* BEGIN Records for processing *

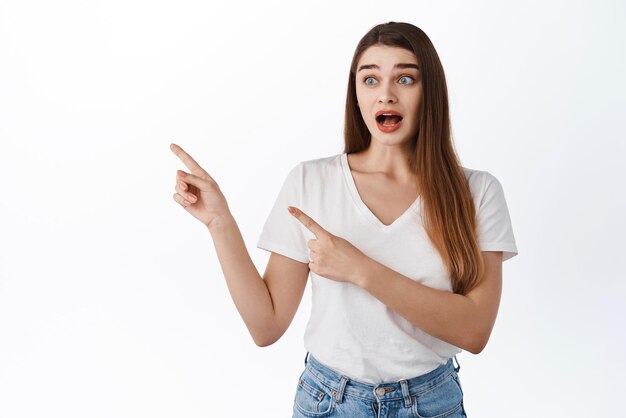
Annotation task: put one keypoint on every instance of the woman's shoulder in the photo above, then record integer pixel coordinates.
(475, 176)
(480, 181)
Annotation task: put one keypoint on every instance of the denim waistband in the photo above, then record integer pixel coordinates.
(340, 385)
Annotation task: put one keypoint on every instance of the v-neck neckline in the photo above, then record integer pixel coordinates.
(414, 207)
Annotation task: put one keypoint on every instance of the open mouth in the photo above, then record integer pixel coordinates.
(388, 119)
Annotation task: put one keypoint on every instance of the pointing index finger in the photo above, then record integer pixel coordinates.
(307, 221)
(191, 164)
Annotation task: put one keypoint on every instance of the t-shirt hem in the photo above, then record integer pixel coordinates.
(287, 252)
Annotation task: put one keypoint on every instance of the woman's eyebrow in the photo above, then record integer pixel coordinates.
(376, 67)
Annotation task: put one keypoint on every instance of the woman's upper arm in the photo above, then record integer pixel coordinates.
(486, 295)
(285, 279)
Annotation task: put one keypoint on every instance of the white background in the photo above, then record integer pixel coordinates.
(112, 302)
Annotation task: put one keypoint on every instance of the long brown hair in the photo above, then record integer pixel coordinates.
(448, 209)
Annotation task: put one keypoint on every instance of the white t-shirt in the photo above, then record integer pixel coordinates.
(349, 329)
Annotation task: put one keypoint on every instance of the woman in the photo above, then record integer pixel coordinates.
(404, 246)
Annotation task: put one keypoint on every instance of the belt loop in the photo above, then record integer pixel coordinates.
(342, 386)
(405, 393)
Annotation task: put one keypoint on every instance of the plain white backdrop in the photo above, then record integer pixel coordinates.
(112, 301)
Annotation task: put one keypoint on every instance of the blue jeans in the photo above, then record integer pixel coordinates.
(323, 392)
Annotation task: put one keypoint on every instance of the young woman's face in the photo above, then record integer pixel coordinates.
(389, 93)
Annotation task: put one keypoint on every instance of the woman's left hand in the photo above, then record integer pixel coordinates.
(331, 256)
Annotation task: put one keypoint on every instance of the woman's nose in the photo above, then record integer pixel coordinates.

* END Records for processing *

[Exercise] Arrange every line of the records above as a JSON list of strings, one string per line, omitting blank lines and leaving out the pictures.

[Solution to this exercise]
[
  "Annotation task: put one keypoint on every instance of the woman's shoulder in the photo above, then record integer pixel coordinates.",
  "(475, 176)",
  "(480, 181)",
  "Annotation task: put one keypoint on every instance of the denim waistband in the photo above, then record integer pixel coordinates.",
  "(340, 385)",
  "Annotation task: put one keypoint on every instance of the v-neck neckline in the photo above, then record integer pixel coordinates.",
  "(414, 207)",
  "Annotation task: put one keypoint on every instance of the open mouth in the photo above, then record integer pixel coordinates.",
  "(388, 119)",
  "Annotation task: put one keypoint on every instance of the pointing index finger in the photo above, then record integer pixel coordinates.",
  "(307, 221)",
  "(191, 164)",
  "Annotation task: put one keypoint on every instance of the t-shirt hem in the photo above, then record integer pixel coordinates.",
  "(287, 252)",
  "Annotation task: put one keypoint on every instance of the woman's eyebrow in the photo above, then record integer pixel coordinates.",
  "(376, 67)",
  "Annotation task: put one keypoint on every instance of the woman's upper arm in the photo above, then record integer pixel coordinates.",
  "(486, 295)",
  "(285, 279)",
  "Annotation task: put one keypoint on every instance of the white background in the photo above, then record integer pixel coordinates.",
  "(112, 302)",
  "Annotation task: put one keypoint on every instance of the long brown hair in the photo above, then record integer pixel coordinates.",
  "(448, 209)",
  "Annotation task: put one keypoint on every instance of the white t-shirt in the photo above, then record integer pixel coordinates.",
  "(349, 329)",
  "Annotation task: put one keypoint on every instance of the woman in the photo above, then record integer pixel coordinates.",
  "(404, 246)",
  "Annotation task: put one keypoint on every instance of the belt loop in the photo above, then record integer pixel coordinates.",
  "(342, 386)",
  "(405, 393)",
  "Annotation task: put one keypoint on every instance of the plain white backdrop in the photo above, then record integer pixel coordinates.",
  "(112, 301)",
  "Annotation task: put one keypoint on every instance of the blue jeans in the photo above, then record integer pixel coordinates.",
  "(323, 392)",
  "Annotation task: put one keypoint on every instance of the young woman's face in the photo above, then record integer pixel coordinates.",
  "(389, 93)",
  "Annotation task: put one keypoint on every instance of the woman's left hand in the photo above, then record integer pixel coordinates.",
  "(331, 256)",
  "Annotation task: put one keypoint on every instance of the woman's nose in the photo above, then record integer pixel coordinates."
]